◆ Written request ◆
Copy the lines from the one containing "woman's bare leg" through the final line, both ends included, requests and all. Shift every bounding-box coordinate in the answers up by 84.

◆ Record extracts ◆
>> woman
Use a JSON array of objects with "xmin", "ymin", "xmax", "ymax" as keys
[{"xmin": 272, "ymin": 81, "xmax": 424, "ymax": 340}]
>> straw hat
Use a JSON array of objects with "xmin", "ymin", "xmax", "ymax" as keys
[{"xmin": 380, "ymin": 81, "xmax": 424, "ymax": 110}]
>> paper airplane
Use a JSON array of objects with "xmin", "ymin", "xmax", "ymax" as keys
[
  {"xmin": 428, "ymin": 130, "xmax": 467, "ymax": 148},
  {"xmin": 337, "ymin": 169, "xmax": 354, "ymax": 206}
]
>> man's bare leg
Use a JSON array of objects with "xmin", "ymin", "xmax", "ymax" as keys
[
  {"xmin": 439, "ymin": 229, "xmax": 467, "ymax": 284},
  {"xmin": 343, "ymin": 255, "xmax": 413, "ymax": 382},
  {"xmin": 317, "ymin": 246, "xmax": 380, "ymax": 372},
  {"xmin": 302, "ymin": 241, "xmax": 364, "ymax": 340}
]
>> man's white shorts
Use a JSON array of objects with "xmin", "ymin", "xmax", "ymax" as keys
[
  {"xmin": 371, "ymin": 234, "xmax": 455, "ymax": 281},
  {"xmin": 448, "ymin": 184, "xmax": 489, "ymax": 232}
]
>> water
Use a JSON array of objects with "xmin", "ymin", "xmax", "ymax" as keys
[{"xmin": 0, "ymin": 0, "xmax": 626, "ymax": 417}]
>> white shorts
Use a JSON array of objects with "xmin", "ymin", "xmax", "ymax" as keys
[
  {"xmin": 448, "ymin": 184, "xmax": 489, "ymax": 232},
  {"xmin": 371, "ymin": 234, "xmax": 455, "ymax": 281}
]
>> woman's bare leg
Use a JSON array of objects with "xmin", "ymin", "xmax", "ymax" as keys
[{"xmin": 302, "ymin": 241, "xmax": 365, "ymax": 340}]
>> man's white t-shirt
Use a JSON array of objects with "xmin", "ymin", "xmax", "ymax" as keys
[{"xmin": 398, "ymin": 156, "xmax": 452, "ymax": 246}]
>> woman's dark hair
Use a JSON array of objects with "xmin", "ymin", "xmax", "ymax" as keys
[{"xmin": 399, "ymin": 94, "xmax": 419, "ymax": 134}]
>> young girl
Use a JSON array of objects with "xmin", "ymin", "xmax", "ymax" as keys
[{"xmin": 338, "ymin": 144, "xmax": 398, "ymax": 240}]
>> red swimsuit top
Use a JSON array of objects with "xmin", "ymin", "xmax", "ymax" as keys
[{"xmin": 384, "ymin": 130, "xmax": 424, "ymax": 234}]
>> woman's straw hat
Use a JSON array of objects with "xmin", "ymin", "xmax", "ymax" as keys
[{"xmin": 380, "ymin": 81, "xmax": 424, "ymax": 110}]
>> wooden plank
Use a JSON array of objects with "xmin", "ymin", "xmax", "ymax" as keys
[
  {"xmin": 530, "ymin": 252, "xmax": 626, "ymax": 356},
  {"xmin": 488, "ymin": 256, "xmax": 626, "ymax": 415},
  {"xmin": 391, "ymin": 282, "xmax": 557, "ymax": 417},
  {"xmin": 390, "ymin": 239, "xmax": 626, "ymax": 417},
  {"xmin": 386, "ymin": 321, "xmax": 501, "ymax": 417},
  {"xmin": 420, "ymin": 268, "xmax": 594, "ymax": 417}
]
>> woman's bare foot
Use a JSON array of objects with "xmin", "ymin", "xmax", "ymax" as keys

◆ Response to the task ◆
>> woman's bare leg
Use a JSON array of objects with "xmin", "ymin", "xmax", "ymax" as keys
[{"xmin": 386, "ymin": 325, "xmax": 449, "ymax": 424}]
>> man's white t-shirt
Use a JSON array of objects with "xmin", "ymin", "xmax", "ymax" as keys
[{"xmin": 482, "ymin": 240, "xmax": 536, "ymax": 330}]
>> woman's dark hair
Use a JSON array of objects with "xmin", "ymin", "xmax", "ymax" as keys
[{"xmin": 483, "ymin": 178, "xmax": 503, "ymax": 218}]
>> young girl
Use a JSON array of objects with "xmin", "ymin", "xmax", "ymax" as keys
[{"xmin": 422, "ymin": 228, "xmax": 482, "ymax": 324}]
>> red swimsuit top
Use a JSON array of objects with "xmin", "ymin", "xmax", "ymax" as keys
[{"xmin": 468, "ymin": 214, "xmax": 508, "ymax": 318}]
>> woman's straw hat
Use a JSON array of objects with "xmin", "ymin", "xmax", "ymax" as keys
[{"xmin": 464, "ymin": 165, "xmax": 508, "ymax": 194}]
>> wooden plank
Use a JSON array of objects with "xmin", "ymin", "xmax", "ymax" as keys
[
  {"xmin": 614, "ymin": 336, "xmax": 710, "ymax": 440},
  {"xmin": 572, "ymin": 340, "xmax": 710, "ymax": 499},
  {"xmin": 475, "ymin": 366, "xmax": 641, "ymax": 501},
  {"xmin": 474, "ymin": 323, "xmax": 710, "ymax": 501},
  {"xmin": 470, "ymin": 405, "xmax": 585, "ymax": 501},
  {"xmin": 504, "ymin": 352, "xmax": 678, "ymax": 501}
]
>> woman's bare foot
Use a JSON array of objects with "xmin", "ymin", "xmax", "ymax" as keys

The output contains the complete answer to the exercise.